#### PROBLEMS TO SOLVE
1. From the forum thread on console cooling and baking, copy word for word the stretch from "Good tip! But" through "failed in months.".
2. Answer these questions about the forum thread on console cooling and baking:
(a) According to INSTG8R, what completely surrounds the fan?
(b) What does Solaris17 suggest dropping on the chip before baking it?
(c) What did INSTG8R use in the oven the last time the console was baked?
3. Continue the forum thread on console cooling and baking from the point where it stops.

# Start of EXTRACT PROVIDED

I can't believe the "cooler" setup on yours. Mine is all one piece with Heat Pipes(Pain in the ass TBH)Heck it's not even the same Mobo Layout(to the best of my recollection it's been going strong since it's last baking ) They made alot of changes pretty quickly.

I'm glad you posted this Solaris it was nice to see the differences and great job on your "mod"


----------



## Solaris17 (Sep 1, 2012)

thanks man  eventually when i have the $$ ill get a backwards compatible one iv been coveting it. then ill redo all the mods and live a happy life!


----------



## INSTG8R (Sep 1, 2012)

Solaris17 said:


> thanks man  eventually when i have the $$ ill get a backwards compatible one iv been coveting it. then ill redo all the mods and live a happy life!



Like I said I just keep baking "The Precious" and it keeps coming back. Will continue to do it until it just doesn't wake up. It definitely has a more robust cooler set up than yours that was biggest shocker. My fan is completely surrounded by the "grills" and the heatpipes run into them, unlike your 2 "blocks" 

Good call on the lapping tho. If she YLOD's again I will definitely consider having a go at it. But it's a big one piece outfit so no easy task.


----------



## Solaris17 (Sep 2, 2012)

INSTG8R said:


> Like I said I just keep baking "The Precious" and it keeps coming back. Will continue to do it until it just doesn't wake up. It definitely has a more robust cooler set up than yours that was biggest shocker. My fan is completely surrounded by the "grills" and the heatpipes run into them, unlike your 2 "blocks"
> 
> Good call on the lapping tho. If she YLOD's again I will definitely consider having a go at it. But it's a big one piece outfit so no easy task.



from the baking standpoint iv done a bunch of cards and xboxs. if i may drop a suggestion and you know what chip is doing it. drop some flux on it before you bake it.


----------



## INSTG8R (Sep 2, 2012)

Solaris17 said:


> from the baking standpoint iv done a bunch of cards and xboxs. if i may drop a suggestion and you know what chip is doing it. drop some flux on it before you bake it.



Good tip! But no not a clue what is puking. I did bake it last time using the Convection in my oven. It made sense to me at the time. Seems to have worked better. It's not failed in months.


----------



## UWOOD (Apr 13, 2013)

# End of EXTRACT PROVIDED
# Start of SUPPLIED RECORDS

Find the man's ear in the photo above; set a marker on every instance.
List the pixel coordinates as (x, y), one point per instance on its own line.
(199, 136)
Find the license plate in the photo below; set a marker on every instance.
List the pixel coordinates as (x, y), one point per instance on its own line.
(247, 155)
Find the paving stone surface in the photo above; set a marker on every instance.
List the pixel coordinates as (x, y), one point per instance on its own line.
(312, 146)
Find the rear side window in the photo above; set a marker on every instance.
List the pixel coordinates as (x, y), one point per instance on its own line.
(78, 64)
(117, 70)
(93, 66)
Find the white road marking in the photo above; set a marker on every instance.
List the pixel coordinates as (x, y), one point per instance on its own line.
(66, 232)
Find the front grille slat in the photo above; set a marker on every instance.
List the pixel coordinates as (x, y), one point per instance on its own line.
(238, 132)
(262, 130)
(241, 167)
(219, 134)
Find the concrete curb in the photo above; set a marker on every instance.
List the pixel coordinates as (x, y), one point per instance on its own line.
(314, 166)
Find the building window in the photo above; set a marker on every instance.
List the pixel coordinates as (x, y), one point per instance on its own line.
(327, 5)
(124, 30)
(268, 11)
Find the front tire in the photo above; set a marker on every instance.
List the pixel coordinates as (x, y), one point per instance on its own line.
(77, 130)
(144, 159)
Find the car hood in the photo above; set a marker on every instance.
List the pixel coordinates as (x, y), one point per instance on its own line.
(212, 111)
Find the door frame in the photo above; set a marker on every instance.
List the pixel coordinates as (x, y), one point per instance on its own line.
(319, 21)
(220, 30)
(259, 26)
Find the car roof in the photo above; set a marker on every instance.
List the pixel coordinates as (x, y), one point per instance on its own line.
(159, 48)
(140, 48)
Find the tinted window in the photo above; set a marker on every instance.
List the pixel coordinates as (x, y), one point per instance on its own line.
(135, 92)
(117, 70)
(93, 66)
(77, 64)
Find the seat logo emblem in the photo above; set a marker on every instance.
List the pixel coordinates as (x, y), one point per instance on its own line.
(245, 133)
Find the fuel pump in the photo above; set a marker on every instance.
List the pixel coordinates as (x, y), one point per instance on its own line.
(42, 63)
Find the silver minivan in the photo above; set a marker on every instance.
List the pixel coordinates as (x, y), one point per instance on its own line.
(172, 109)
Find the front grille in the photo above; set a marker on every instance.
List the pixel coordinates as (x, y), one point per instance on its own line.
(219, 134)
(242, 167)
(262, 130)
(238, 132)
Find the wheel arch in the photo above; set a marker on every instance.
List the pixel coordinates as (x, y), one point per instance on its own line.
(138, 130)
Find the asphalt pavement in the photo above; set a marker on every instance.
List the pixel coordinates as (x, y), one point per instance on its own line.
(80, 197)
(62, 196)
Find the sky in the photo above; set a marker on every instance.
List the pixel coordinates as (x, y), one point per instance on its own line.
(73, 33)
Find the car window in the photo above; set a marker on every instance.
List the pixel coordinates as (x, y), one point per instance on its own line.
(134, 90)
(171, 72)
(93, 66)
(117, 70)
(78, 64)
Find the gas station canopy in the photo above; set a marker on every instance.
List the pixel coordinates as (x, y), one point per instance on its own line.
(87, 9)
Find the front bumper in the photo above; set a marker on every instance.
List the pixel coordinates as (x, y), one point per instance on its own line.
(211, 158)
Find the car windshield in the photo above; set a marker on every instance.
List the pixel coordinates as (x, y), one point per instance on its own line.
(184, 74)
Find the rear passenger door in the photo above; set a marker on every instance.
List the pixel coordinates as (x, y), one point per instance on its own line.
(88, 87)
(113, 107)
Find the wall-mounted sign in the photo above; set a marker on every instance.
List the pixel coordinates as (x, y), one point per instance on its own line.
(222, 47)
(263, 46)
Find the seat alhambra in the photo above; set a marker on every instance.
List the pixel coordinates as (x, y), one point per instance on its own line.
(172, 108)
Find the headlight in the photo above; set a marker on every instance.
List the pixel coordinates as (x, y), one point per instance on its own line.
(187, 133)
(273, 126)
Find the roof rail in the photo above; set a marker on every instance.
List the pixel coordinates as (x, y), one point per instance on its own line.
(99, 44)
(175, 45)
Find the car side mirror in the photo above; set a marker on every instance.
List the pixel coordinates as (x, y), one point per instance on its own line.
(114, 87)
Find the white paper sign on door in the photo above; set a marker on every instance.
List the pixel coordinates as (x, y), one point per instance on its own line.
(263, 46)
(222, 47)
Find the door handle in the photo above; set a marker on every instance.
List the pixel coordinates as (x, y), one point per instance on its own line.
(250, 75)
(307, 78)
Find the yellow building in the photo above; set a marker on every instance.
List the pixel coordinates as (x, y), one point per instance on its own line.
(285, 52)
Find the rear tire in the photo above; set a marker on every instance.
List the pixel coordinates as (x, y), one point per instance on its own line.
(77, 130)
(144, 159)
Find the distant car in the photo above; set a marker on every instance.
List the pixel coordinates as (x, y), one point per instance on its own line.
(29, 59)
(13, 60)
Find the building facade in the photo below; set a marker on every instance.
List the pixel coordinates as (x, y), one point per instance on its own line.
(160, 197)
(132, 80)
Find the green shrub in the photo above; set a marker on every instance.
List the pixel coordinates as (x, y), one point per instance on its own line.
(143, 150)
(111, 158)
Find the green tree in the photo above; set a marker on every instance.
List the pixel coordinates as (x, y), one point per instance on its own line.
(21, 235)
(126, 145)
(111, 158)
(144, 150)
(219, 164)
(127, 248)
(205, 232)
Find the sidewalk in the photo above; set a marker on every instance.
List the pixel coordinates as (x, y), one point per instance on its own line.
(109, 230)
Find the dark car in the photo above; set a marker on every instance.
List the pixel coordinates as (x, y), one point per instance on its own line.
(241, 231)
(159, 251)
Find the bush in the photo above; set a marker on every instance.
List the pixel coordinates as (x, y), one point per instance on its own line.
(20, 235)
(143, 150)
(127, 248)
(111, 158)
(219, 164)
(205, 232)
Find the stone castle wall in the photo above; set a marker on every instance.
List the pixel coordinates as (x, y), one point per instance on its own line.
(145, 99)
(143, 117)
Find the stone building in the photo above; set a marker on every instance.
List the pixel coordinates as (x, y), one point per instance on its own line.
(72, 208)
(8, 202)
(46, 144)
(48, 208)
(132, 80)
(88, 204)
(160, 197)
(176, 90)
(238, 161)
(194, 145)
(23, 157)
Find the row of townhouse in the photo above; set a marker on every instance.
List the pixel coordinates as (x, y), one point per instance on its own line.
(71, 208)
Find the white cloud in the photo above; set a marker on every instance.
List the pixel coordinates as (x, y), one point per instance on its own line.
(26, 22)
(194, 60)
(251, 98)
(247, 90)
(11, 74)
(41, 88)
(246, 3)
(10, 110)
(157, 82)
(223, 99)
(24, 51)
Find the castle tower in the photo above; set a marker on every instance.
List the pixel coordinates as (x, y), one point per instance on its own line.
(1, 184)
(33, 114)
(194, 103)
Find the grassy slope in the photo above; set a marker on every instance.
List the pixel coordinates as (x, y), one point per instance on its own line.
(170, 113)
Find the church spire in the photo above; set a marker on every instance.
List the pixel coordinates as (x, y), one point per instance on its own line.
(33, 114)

# End of SUPPLIED RECORDS

#### WRITTEN RESPONSES
1.
Good tip! But no not a clue what is puking. I did bake it last time using the Convection in my oven. It made sense to me at the time. Seems to have worked better. It's not failed in months.

2.
(a) The "grills."
(b) Some flux.
(c) The Convection setting.

3.
I have thought about lapping my heatsink as well. I have the same type of heatsink that you do. My question is how would you lap the block that has the indentation? Would you be able to smooth it all the way out, or would you need to make a block to fit the indented area?


----------



## AsRock (Apr 13, 2013)

Cool, noticed i kept seeing spray cans in the background and then Spray time happened too ..

Funny part is that you cleaned it out due to dust ( good job btw ) but then placed some thing over the vent area..


----------



## Solaris17 (Apr 20, 2013)

UWOOD said:


> I have thought about lapping my heatsink as well. I have the same type of heatsink that you do. My question is how would you lap the block that has the indentation? Would you be able to smooth it all the way out, or would you need to make a block to fit the indented area?



its gritty but you should still be able to start high course and work your way down without removing too much and ruining the contact



AsRock said:


> Cool, noticed i kept seeing spray cans in the background and then Spray time happened too ..
> 
> Funny part is that you cleaned it out due to dust ( good job btw ) but then placed some thing over the vent area..



the hdd is lifted off the vent it is not flush.


----------



## Lionheart (Apr 20, 2013)

Looks great 

What SSD you thinking of getting?


----------



## Solaris17 (Apr 21, 2013)

Lionheart said:


> Looks great
> 
> What SSD you thinking of getting?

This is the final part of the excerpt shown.